■ Text segment:
########################################
When my family and I moved here several weeks ago, one of the best parts of our drive from Minneapolis to Houston was listening to a playlist entitled “Journey to Texas.” It was created by one of our new friends in this congregation, someone who even mailed us a description of the songs. About the first one, “Highway 61 Revisited” by Bob Dylan, he wrote: “Minnesota’s native son starts you off on your journey. The song has ‘highway’ in the title, so it must be a road trip song, right? Plus it begins with Dylan’s retelling of a famous Bible story, which seems appropriate.”

This morning I’d sing the opening lyrics to you the way that Bob Dylan does, but, let’s be honest, that’s impossible for most people on this planet. So I’ll just read them:

Oh God said to Abraham, “Kill me a son”
Abe says, “Man, you must be puttin’ me on”
God say, “No.” Abe say, “What?”
God say, “You can do what you want Abe, but
The next time you see me comin’ you better run”
Well, Abe says, “Where do you want this killin’ done?”
God says, “Out on Highway 61”[1]

That’s Bob Dylan’s version of the story about Abraham and his son Isaac. The original version, set, as we heard this morning, in the land of Moriah, comes from the first book of the Bible. Earlier Abraham had been called by God to leave his home and go to the land that God would show him. So he answered that call and went, cutting himself off from his past.

Now Abraham is commanded to go once again to a God-chosen place. This time, however, something more is required — the sacrifice of his son Isaac, threatening to cut himself off from his future.

Most Christians refer to this story as the sacrifice of Isaac. Of course, that’s the very thing that doesn’t happen in the end. Most Jews refer to it as the binding of Isaac. Needless to say, the binding is gut-wrenching enough for Jews and Christians alike. It’s a difficult story to hear, regardless of our faith or lack thereof.

That’s certainly true for me. Eighteen years ago on this date I was ordained as a deacon. Seventeen years ago on this date I was ordained as a priest. I’m also the father of two sons. So disturbing questions arise as I think about Abraham and his son Isaac and the God whom they serve. Why would God test Abraham in a manner that seems immoral? What does this say about God?
########################################
■ Extracted information:

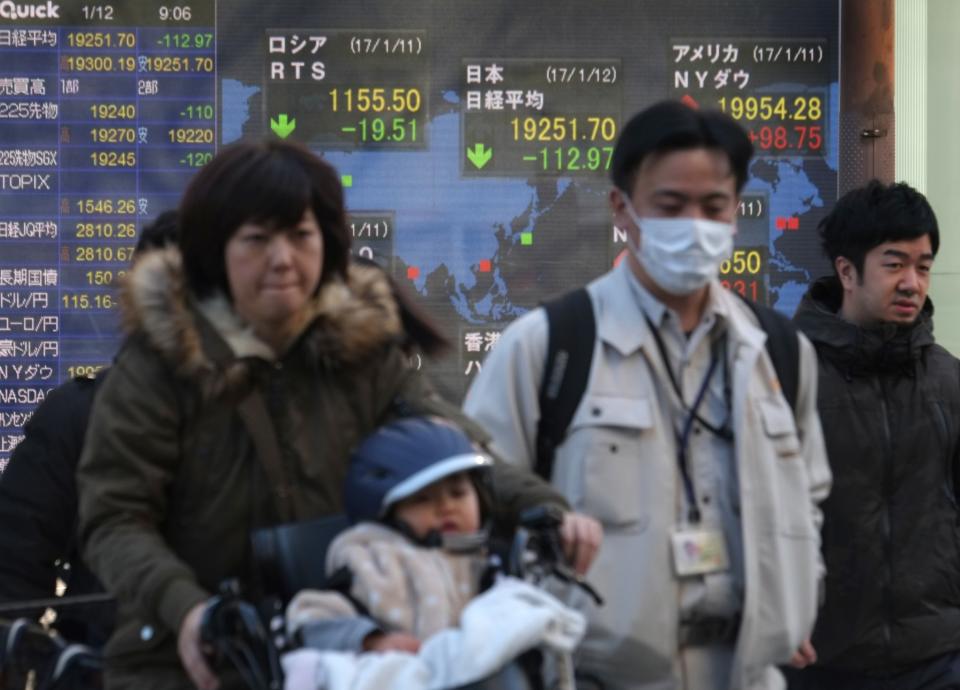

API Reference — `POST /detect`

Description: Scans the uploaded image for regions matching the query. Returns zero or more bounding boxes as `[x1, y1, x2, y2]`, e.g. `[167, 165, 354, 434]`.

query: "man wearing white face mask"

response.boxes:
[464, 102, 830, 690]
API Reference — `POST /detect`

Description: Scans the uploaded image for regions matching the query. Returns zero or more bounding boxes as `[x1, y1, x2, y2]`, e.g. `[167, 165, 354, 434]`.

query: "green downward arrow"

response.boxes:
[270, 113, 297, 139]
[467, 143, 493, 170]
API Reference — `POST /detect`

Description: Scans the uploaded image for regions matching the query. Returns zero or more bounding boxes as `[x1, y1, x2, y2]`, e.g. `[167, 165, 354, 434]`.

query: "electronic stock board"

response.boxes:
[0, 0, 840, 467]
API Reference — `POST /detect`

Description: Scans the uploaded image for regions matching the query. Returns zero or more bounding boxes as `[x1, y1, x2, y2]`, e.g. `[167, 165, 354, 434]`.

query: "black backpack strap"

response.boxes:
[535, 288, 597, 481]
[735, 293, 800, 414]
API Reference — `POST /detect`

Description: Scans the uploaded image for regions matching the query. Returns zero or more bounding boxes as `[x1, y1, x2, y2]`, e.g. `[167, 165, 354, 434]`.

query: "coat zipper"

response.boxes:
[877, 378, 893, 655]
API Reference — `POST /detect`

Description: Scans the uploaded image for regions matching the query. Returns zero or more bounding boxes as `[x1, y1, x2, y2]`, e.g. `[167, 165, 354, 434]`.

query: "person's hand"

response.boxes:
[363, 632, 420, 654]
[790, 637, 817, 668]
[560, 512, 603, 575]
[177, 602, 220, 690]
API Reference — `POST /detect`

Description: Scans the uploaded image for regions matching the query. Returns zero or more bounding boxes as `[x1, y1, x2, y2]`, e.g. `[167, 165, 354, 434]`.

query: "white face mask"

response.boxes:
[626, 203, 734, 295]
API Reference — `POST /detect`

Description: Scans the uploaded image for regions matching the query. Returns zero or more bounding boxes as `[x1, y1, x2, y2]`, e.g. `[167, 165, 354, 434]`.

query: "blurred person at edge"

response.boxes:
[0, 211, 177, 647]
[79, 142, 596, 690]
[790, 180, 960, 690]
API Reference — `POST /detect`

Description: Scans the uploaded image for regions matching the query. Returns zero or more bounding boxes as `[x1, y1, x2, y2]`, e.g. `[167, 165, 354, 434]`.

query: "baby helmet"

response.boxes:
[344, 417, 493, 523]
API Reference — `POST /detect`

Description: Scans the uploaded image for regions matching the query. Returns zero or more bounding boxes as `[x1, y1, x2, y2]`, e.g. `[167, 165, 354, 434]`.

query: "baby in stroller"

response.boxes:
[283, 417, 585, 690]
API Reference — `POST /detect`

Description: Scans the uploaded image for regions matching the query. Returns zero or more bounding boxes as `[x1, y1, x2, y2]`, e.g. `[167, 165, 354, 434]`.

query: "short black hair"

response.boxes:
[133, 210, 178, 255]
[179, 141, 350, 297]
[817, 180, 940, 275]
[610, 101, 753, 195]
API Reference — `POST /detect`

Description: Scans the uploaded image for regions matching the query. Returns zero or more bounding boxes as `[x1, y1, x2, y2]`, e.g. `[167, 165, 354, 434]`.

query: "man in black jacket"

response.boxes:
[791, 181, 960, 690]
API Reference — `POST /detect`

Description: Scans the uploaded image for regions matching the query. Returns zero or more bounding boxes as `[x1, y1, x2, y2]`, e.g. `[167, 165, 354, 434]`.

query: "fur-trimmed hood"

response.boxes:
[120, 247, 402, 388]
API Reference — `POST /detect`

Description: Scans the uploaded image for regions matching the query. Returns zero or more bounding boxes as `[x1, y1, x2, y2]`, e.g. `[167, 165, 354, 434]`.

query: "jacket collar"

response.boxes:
########################################
■ Tasks to complete:
A) In the passage on Abraham and Isaac, what do most Jews call the story?
B) Quote the passage on Abraham and Isaac from "That’s Bob Dylan’s" through "from his future.".

■ Replies:
A) The binding of Isaac.

B)
That’s Bob Dylan’s version of the story about Abraham and his son Isaac. The original version, set, as we heard this morning, in the land of Moriah, comes from the first book of the Bible. Earlier Abraham had been called by God to leave his home and go to the land that God would show him. So he answered that call and went, cutting himself off from his past.

Now Abraham is commanded to go once again to a God-chosen place. This time, however, something more is required — the sacrifice of his son Isaac, threatening to cut himself off from his future.